— START Entries provided —

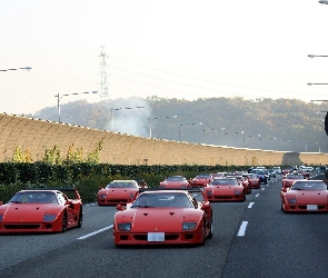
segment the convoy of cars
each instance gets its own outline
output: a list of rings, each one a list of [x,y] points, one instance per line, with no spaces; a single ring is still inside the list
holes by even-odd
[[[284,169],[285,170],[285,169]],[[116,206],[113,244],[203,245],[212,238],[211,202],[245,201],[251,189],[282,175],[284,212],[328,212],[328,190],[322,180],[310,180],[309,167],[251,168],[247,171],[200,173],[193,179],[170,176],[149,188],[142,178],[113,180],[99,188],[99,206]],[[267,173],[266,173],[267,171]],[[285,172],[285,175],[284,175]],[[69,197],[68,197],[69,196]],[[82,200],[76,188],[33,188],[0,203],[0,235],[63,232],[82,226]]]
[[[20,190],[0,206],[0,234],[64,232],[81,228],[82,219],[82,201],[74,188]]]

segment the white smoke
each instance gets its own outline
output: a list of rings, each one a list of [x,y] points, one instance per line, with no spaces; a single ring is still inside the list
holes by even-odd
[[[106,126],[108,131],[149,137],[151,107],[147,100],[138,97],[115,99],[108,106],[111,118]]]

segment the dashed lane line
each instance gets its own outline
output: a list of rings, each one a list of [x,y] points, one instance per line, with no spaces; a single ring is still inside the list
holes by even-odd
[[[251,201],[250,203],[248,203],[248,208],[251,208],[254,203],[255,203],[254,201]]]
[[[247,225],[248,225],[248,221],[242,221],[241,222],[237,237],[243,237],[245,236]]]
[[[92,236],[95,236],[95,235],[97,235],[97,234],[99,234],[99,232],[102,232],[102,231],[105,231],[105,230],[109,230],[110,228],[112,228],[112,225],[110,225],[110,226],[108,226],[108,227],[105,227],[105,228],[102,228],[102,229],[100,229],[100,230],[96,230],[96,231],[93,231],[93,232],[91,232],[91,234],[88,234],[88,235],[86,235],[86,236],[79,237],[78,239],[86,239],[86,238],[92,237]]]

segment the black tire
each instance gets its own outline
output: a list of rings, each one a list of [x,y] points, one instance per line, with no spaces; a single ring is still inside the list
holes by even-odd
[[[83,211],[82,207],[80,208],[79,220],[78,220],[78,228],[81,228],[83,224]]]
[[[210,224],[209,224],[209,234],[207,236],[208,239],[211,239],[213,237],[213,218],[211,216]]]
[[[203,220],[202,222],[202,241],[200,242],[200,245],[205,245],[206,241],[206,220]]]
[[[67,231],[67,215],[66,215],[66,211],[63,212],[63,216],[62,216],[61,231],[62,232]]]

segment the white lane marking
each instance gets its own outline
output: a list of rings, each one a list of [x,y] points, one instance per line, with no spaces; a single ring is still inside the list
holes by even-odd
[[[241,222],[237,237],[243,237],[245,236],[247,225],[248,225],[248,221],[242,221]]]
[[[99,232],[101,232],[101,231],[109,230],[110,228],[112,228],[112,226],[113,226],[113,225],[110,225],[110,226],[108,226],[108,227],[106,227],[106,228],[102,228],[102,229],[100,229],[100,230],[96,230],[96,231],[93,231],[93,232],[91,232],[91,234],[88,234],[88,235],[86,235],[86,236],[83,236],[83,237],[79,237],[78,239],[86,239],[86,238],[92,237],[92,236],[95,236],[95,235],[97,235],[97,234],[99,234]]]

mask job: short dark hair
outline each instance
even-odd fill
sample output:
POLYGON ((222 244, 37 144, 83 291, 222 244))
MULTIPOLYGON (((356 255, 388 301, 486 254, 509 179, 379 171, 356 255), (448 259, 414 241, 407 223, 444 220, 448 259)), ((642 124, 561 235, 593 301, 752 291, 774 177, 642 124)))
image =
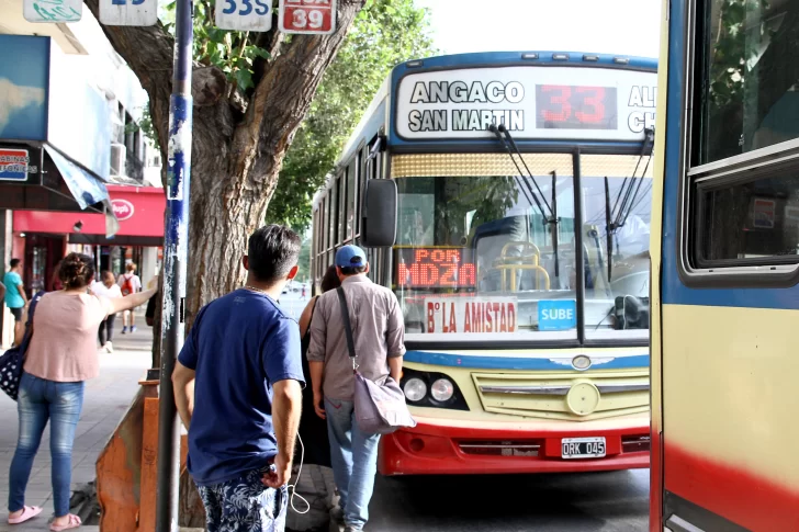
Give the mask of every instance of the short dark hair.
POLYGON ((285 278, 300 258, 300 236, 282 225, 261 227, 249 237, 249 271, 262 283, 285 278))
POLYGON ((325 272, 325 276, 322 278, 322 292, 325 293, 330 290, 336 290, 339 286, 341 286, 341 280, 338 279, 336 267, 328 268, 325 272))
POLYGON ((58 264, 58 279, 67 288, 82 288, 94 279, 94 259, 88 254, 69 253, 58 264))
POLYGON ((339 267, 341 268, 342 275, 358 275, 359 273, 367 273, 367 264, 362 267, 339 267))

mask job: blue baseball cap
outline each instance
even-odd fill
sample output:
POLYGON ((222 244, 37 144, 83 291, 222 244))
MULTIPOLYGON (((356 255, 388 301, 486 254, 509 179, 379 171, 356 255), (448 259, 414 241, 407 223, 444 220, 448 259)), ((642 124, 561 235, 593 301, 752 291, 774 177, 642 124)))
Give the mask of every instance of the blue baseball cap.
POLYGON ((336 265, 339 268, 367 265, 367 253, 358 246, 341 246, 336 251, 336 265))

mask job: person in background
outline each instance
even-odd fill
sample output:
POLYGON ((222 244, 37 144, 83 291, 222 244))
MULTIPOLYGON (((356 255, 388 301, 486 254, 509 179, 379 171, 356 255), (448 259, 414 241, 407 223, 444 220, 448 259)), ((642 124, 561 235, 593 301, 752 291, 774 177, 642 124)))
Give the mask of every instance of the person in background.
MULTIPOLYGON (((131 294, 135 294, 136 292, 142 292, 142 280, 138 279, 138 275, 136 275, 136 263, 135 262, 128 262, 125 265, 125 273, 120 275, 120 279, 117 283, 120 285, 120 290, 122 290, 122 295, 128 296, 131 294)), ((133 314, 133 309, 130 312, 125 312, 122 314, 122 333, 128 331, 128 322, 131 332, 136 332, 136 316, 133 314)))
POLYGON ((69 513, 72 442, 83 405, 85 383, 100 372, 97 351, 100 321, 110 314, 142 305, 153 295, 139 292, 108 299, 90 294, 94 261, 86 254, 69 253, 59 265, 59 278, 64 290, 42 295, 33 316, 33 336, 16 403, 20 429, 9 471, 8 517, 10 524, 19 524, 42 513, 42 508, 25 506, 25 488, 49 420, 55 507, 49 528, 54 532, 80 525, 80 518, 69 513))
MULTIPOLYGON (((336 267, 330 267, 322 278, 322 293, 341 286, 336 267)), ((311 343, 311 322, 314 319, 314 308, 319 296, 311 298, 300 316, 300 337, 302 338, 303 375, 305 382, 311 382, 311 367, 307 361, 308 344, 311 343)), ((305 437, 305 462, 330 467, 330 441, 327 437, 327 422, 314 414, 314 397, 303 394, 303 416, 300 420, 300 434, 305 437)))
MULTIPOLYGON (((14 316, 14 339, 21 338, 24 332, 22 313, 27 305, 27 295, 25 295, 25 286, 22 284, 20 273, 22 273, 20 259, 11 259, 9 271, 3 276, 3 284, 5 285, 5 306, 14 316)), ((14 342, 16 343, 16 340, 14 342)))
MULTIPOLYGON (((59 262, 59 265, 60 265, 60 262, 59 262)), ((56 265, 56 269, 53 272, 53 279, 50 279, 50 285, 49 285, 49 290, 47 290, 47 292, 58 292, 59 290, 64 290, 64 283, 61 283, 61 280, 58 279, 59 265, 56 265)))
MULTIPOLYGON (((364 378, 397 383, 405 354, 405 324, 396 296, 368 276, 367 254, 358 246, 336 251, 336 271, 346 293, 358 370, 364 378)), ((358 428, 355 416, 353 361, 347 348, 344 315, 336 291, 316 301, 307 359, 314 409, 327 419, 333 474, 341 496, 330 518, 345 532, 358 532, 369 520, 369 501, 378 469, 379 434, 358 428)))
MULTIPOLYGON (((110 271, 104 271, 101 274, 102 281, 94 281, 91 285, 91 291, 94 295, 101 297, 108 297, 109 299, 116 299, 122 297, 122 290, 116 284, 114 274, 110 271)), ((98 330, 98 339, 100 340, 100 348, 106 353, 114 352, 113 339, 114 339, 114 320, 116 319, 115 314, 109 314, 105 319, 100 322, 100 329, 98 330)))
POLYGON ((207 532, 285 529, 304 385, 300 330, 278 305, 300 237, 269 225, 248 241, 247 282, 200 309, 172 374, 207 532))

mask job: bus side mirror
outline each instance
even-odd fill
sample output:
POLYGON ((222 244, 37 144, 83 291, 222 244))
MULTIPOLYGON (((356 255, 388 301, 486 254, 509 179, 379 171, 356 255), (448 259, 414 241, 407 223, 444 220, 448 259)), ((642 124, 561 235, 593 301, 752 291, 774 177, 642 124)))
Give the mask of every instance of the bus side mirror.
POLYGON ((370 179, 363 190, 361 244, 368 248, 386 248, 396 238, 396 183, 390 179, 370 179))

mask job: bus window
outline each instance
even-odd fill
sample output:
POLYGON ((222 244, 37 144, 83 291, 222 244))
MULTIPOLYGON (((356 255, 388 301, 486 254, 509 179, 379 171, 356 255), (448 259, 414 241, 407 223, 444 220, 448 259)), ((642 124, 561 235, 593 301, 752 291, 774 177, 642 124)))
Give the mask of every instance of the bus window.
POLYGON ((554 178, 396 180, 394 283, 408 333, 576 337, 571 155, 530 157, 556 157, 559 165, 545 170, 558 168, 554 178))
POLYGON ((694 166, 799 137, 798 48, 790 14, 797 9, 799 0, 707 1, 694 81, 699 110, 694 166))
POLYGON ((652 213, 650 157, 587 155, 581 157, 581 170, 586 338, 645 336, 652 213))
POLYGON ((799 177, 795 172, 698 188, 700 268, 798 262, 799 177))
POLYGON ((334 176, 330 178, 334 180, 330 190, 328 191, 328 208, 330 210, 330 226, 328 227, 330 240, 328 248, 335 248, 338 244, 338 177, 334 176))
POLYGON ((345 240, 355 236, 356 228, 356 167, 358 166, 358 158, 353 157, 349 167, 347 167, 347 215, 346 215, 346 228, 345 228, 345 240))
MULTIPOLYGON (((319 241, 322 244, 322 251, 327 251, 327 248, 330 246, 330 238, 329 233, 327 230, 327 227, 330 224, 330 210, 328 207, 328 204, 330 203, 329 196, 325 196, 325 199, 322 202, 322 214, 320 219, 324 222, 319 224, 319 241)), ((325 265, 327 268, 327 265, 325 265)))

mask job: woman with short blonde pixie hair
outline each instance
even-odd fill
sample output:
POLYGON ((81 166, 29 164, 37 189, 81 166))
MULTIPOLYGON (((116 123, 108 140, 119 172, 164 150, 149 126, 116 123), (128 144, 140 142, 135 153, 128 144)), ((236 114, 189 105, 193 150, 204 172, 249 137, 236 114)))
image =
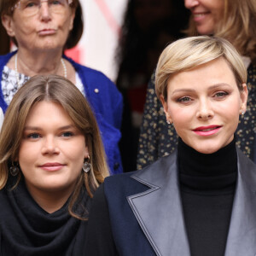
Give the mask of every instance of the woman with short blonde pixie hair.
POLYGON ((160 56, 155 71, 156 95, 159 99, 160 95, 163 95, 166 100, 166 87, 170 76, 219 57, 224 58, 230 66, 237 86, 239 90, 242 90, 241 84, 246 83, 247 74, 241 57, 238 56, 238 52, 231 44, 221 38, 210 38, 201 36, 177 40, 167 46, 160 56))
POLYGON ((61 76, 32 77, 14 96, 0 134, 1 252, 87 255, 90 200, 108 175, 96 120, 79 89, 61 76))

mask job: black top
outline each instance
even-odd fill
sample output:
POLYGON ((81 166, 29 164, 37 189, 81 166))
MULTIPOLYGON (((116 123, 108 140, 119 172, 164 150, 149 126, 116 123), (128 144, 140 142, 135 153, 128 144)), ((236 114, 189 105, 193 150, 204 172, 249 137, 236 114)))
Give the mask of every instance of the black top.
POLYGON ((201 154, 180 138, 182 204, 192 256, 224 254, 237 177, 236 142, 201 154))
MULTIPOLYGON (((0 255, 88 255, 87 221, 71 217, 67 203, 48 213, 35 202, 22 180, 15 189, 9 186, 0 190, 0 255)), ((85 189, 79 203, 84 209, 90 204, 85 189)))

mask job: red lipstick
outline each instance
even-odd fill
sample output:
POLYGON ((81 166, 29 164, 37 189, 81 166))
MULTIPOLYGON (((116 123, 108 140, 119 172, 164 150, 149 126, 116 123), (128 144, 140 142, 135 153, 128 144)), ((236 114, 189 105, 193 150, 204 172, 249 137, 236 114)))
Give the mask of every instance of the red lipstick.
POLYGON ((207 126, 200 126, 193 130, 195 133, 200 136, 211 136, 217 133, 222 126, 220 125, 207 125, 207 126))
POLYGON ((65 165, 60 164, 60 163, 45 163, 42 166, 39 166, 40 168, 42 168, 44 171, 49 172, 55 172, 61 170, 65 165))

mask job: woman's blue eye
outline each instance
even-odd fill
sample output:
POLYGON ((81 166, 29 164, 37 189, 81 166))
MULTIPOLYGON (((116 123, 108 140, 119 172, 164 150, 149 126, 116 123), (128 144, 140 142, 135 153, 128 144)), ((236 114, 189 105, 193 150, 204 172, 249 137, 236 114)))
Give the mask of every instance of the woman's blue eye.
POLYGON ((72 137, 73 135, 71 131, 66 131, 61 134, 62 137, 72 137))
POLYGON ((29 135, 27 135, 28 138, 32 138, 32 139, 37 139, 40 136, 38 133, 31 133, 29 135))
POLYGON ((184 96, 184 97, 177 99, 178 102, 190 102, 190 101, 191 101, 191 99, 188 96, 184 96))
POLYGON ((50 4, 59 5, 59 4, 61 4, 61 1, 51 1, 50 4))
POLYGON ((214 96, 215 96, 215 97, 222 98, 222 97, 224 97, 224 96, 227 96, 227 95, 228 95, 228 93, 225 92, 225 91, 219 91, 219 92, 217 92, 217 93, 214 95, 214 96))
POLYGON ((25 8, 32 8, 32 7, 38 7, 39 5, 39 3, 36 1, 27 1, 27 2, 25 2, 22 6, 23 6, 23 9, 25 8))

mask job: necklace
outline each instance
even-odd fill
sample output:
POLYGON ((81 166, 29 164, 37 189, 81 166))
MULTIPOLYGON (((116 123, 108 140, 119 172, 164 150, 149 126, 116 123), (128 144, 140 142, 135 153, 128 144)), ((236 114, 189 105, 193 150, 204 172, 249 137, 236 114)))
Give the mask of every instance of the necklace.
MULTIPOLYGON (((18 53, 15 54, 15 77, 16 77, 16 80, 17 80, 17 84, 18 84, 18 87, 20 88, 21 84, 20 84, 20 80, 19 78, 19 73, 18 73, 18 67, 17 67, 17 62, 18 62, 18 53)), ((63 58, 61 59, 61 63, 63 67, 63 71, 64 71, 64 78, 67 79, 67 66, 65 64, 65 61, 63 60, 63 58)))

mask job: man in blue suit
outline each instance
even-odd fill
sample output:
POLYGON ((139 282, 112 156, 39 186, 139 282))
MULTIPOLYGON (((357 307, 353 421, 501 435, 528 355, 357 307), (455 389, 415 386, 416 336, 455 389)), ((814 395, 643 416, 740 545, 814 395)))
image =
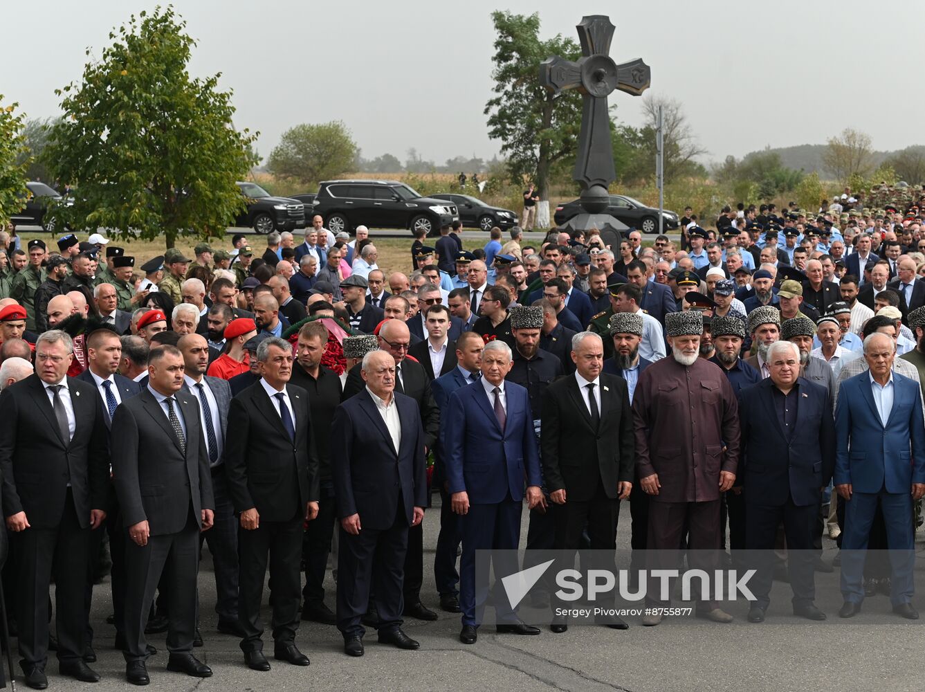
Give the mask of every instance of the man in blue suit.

— END Entries provided —

Your goal: Copy everything in the listing from the line containing "mask job: bus side mirror" down to the line containing "MULTIPOLYGON (((319 241, 322", including both of those lines, with every character unchanged.

Solution to this problem:
mask job: bus side mirror
outline each instance
even-odd fill
sample output:
POLYGON ((222 244, 37 144, 83 291, 222 244))
MULTIPOLYGON (((356 255, 388 301, 486 254, 509 179, 379 171, 356 255), (448 259, 414 241, 407 223, 444 220, 448 259)), ((642 124, 561 235, 593 301, 752 291, 774 177, 642 124)))
Give the mask of every instance of the bus side mirror.
POLYGON ((370 179, 363 190, 361 244, 368 248, 386 248, 396 238, 396 183, 390 179, 370 179))

mask job: bus window
outline each instance
even-odd fill
sample output:
POLYGON ((222 244, 37 144, 83 291, 222 244))
MULTIPOLYGON (((356 255, 388 301, 486 254, 509 179, 379 171, 356 255), (448 259, 414 241, 407 223, 444 220, 448 259)), ((642 124, 561 235, 593 301, 752 291, 774 177, 642 124)))
Give the mask of every instance of the bus window.
POLYGON ((554 178, 396 180, 394 283, 408 333, 576 337, 571 155, 530 157, 556 157, 559 165, 545 170, 558 168, 554 178))
POLYGON ((694 166, 799 137, 798 48, 790 14, 797 9, 799 0, 707 1, 694 81, 699 110, 694 166))
POLYGON ((652 213, 650 157, 587 155, 581 157, 581 170, 586 338, 645 336, 652 213))
POLYGON ((799 177, 795 172, 698 188, 700 268, 798 262, 799 177))
POLYGON ((334 176, 330 178, 334 180, 330 190, 328 191, 328 208, 330 210, 330 226, 328 227, 330 240, 328 248, 335 248, 338 244, 338 177, 334 176))
POLYGON ((345 240, 355 236, 356 228, 356 167, 358 166, 358 158, 353 157, 349 167, 347 167, 347 215, 346 215, 346 228, 345 228, 345 240))
MULTIPOLYGON (((319 241, 322 244, 322 251, 327 251, 327 248, 330 246, 330 238, 329 233, 327 230, 327 227, 330 224, 330 210, 328 207, 328 204, 330 203, 329 196, 325 196, 325 199, 322 202, 322 214, 320 219, 324 222, 319 224, 319 241)), ((325 265, 327 268, 327 265, 325 265)))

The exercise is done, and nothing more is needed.